··· DATA EXCERPTS ···

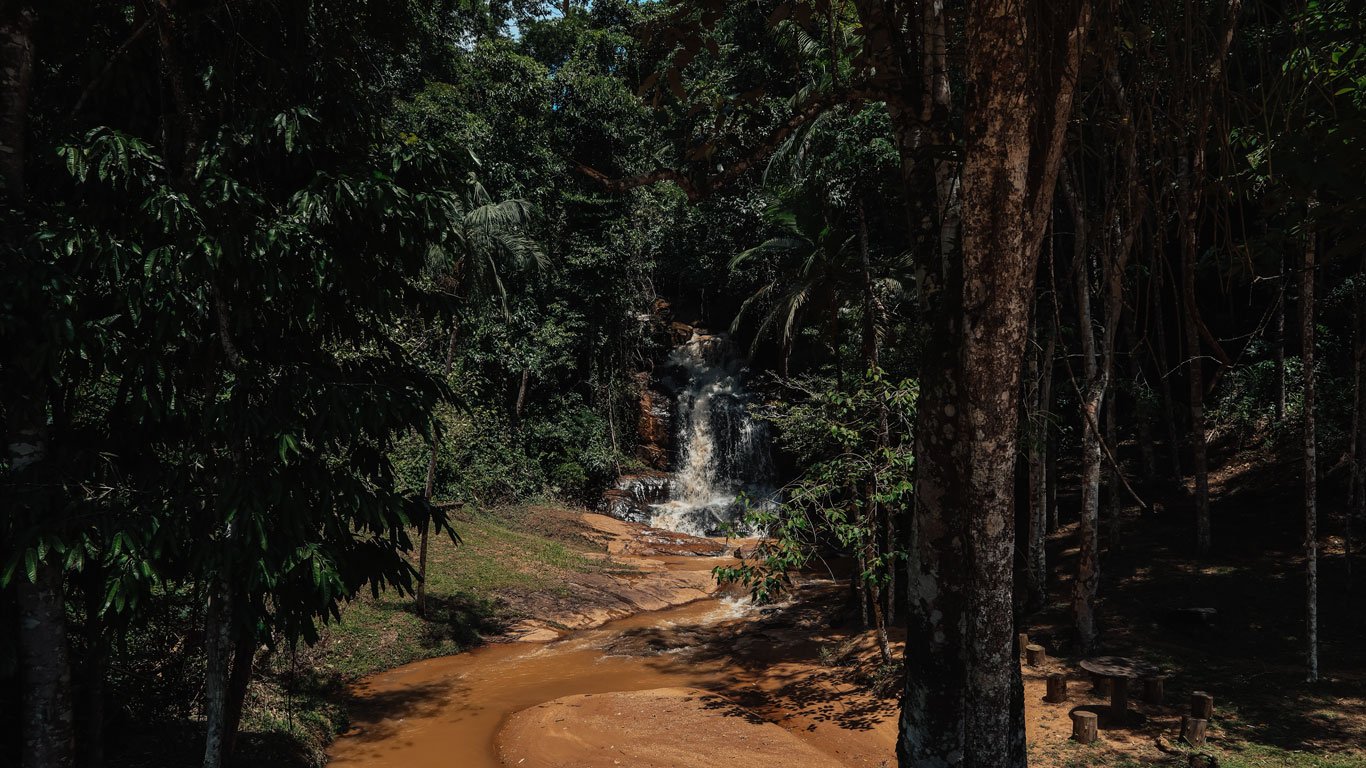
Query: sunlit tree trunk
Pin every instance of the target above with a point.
(963, 703)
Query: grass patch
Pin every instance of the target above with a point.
(298, 703)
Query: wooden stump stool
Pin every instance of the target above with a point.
(1085, 726)
(1056, 689)
(1153, 689)
(1194, 730)
(1100, 686)
(1202, 705)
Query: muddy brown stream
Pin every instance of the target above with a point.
(447, 712)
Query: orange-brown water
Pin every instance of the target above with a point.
(447, 712)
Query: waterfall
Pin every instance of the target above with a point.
(721, 451)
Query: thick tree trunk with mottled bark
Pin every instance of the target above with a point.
(963, 700)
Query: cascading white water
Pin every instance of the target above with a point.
(721, 450)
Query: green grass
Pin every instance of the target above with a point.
(297, 705)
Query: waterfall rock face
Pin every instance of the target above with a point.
(720, 458)
(653, 427)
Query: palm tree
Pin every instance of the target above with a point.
(488, 239)
(821, 268)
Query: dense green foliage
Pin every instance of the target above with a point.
(284, 279)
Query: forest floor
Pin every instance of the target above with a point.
(536, 573)
(1249, 655)
(526, 573)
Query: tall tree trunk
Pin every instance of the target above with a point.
(44, 662)
(521, 396)
(1092, 392)
(15, 92)
(1036, 448)
(1164, 365)
(1306, 335)
(1357, 504)
(1195, 372)
(45, 670)
(217, 645)
(963, 698)
(874, 526)
(243, 663)
(1142, 416)
(90, 737)
(429, 485)
(1279, 340)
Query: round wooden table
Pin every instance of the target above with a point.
(1119, 670)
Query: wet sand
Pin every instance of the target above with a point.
(450, 712)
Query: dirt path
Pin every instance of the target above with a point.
(756, 682)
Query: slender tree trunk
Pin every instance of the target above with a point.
(15, 92)
(1142, 416)
(1306, 334)
(1279, 342)
(1195, 376)
(1092, 391)
(243, 663)
(1036, 556)
(44, 662)
(1113, 500)
(217, 644)
(48, 735)
(1357, 506)
(429, 485)
(521, 396)
(1164, 368)
(879, 519)
(90, 737)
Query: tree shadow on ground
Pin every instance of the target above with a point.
(1249, 651)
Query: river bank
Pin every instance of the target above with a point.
(522, 574)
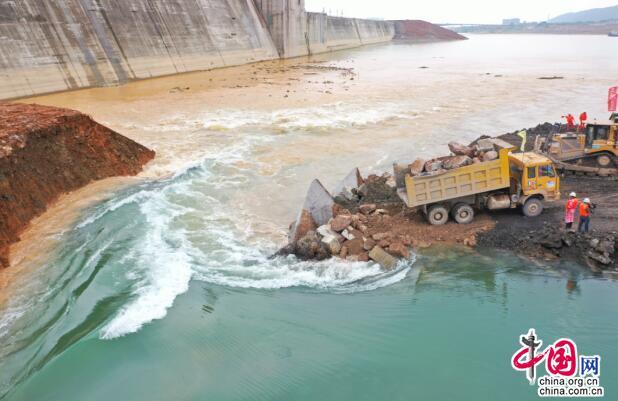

···

*DIRECTIONS FOR THIS TASK*
Count every line of the data above where "wooden" appears, and give the total only.

*EXPECTED ANSWER*
2